Write out, exactly as they appear, only the lines running from the line with "Where can you spot the yellow-leaved" to the final line of the listing; include both.

::::::

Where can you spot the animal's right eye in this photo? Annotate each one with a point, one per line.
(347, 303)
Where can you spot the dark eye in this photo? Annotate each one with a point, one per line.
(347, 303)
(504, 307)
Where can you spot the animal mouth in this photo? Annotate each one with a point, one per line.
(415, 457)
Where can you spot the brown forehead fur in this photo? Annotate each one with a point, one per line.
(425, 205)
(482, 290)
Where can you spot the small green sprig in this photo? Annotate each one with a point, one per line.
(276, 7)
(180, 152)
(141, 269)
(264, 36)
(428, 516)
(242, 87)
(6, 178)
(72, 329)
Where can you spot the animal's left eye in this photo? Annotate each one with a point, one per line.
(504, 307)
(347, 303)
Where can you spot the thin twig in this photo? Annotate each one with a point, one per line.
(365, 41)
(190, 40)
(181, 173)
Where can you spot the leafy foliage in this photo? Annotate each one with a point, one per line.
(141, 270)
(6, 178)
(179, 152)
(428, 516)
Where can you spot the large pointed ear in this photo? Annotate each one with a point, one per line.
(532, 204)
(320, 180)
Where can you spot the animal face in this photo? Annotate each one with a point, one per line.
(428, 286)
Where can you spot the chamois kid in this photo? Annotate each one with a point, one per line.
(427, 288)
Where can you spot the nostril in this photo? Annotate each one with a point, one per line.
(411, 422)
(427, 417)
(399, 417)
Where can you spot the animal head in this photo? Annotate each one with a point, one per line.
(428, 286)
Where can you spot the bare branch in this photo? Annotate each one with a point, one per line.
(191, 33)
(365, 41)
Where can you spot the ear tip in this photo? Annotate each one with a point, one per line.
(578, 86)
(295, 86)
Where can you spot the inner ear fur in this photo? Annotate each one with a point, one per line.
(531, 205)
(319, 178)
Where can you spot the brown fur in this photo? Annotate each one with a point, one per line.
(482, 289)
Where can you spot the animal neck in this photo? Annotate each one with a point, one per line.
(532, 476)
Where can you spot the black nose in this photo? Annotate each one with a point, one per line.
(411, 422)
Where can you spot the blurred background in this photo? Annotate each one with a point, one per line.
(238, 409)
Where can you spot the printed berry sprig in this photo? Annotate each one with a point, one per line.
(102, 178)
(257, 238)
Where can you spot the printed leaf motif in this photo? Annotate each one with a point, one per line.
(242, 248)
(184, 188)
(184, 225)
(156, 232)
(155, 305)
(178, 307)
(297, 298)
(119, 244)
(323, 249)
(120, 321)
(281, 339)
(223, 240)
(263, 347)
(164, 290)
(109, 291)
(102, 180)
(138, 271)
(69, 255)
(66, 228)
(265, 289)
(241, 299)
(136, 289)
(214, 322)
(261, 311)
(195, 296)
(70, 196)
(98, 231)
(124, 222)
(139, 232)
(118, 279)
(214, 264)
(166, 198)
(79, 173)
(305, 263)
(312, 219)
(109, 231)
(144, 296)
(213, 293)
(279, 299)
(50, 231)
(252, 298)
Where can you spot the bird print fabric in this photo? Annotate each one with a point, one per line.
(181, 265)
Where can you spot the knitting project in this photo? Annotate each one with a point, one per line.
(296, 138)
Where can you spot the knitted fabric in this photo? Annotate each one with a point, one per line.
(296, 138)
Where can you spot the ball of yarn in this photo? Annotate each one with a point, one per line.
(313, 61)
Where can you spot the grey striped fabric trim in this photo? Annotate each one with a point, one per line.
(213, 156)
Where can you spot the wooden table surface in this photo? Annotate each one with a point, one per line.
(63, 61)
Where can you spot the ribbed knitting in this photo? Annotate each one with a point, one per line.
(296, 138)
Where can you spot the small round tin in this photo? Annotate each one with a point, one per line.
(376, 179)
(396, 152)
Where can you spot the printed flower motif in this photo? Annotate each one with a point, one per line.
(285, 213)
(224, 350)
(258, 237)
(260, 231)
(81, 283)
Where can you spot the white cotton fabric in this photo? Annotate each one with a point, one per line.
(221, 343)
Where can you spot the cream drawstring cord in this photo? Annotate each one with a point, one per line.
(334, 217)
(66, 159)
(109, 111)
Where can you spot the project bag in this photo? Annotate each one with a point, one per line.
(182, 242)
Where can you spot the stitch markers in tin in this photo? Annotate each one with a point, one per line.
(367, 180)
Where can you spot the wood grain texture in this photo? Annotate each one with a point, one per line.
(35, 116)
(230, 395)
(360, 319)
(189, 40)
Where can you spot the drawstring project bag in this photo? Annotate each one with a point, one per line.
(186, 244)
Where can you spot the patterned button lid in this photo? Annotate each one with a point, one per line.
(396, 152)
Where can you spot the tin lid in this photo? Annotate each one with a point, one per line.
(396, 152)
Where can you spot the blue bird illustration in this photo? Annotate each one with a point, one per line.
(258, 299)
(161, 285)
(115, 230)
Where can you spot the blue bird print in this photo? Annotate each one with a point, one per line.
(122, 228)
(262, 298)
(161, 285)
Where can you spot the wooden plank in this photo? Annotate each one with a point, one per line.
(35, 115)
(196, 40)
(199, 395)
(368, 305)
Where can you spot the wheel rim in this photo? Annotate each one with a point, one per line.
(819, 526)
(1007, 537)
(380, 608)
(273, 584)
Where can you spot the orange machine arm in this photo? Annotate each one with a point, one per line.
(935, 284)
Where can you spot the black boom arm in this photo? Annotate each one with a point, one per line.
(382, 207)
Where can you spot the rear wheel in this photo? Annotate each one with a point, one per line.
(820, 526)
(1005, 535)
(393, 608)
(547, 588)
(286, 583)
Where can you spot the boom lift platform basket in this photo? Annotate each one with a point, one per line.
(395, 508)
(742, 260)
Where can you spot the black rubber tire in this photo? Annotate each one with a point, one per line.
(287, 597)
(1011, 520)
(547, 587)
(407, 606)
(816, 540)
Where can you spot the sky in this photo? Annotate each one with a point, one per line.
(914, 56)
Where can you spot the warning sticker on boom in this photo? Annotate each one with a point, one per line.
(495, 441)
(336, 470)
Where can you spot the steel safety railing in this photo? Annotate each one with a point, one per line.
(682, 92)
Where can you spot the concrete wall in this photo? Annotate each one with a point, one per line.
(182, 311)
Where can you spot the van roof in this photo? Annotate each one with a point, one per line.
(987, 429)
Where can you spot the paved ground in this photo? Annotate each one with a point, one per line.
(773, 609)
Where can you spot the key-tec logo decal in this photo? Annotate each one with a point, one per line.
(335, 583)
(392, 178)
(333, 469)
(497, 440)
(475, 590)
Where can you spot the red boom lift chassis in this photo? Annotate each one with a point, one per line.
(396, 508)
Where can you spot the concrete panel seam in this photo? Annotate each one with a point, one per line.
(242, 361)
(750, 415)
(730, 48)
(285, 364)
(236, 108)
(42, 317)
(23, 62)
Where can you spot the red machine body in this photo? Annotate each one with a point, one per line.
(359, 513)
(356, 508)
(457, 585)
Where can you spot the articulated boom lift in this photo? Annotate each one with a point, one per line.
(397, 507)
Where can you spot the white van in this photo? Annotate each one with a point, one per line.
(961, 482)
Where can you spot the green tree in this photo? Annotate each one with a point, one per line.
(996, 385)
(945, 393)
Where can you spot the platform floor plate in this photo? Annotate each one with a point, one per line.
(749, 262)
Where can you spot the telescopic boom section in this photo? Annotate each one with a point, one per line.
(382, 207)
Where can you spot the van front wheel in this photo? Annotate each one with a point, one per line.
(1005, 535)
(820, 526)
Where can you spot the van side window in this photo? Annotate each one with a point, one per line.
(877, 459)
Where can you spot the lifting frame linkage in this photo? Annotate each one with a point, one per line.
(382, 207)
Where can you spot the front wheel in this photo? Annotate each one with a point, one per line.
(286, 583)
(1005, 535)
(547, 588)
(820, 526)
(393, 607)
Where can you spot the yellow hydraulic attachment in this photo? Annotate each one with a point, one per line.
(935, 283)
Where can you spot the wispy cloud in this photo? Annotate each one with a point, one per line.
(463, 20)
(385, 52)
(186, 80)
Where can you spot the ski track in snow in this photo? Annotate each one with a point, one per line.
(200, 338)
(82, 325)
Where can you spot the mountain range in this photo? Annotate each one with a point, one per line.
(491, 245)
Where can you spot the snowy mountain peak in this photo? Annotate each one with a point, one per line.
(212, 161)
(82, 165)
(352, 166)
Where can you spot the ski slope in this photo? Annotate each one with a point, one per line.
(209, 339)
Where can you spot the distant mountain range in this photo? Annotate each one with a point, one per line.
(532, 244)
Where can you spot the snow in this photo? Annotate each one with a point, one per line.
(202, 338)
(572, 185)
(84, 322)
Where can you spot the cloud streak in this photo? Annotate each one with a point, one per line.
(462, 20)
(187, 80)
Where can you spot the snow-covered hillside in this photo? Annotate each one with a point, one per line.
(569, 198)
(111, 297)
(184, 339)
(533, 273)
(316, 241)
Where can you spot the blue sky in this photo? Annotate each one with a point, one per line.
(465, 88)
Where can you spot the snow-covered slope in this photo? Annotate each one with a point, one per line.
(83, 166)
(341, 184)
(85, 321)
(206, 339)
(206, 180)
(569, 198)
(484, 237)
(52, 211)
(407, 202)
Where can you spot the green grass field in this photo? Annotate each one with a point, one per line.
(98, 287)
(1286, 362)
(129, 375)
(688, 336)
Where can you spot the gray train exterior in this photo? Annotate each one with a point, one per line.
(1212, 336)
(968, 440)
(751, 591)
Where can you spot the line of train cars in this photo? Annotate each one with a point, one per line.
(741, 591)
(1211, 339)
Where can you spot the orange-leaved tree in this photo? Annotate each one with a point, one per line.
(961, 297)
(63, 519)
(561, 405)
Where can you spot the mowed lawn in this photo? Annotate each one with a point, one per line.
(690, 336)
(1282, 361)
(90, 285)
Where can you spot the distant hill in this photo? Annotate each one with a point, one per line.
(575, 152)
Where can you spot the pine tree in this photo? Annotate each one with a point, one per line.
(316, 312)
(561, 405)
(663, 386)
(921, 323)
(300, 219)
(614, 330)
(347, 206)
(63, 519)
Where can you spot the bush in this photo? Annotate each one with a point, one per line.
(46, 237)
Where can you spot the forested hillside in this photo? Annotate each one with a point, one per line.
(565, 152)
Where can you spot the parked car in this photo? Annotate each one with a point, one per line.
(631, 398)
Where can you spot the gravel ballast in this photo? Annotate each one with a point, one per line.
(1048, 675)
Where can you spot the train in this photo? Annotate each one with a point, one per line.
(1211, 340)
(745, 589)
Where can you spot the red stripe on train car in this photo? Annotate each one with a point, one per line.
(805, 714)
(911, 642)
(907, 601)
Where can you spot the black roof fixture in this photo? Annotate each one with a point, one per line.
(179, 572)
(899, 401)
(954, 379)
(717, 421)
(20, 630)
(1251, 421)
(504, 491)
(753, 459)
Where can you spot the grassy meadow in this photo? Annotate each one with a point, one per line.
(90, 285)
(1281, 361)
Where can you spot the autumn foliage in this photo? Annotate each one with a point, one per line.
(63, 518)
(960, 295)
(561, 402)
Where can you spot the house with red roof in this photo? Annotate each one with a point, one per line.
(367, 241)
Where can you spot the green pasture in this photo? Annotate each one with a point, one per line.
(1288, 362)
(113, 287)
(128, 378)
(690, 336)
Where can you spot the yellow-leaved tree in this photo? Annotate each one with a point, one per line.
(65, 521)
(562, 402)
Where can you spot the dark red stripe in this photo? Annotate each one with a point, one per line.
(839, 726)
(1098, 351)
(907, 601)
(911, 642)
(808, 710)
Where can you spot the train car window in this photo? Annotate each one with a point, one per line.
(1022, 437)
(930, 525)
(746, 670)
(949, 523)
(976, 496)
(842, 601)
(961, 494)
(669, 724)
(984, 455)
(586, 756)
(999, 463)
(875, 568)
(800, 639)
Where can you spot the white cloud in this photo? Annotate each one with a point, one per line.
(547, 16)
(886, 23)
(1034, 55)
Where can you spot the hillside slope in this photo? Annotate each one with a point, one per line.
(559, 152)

::::::

## [Solution]
Where can you spot the yellow-leaved tree in this photo? Annotate each one with a point, one per line.
(65, 521)
(562, 402)
Where can you spot the dark red stripe in this photo? Annotate each one with a point, one per line.
(839, 726)
(1098, 351)
(907, 601)
(911, 642)
(808, 710)
Where can you spot the train car window in this photo? Annotate each one with a point, one per line.
(1022, 437)
(930, 525)
(746, 670)
(949, 523)
(976, 496)
(842, 601)
(961, 494)
(669, 724)
(984, 455)
(586, 756)
(999, 463)
(875, 568)
(800, 639)
Where can you spot the white cloud in this photo? Annotate each one with a point, one per line.
(547, 16)
(886, 23)
(1034, 55)
Where can you spot the hillside slope in this photo? Annotate each one with a point, one per line.
(559, 152)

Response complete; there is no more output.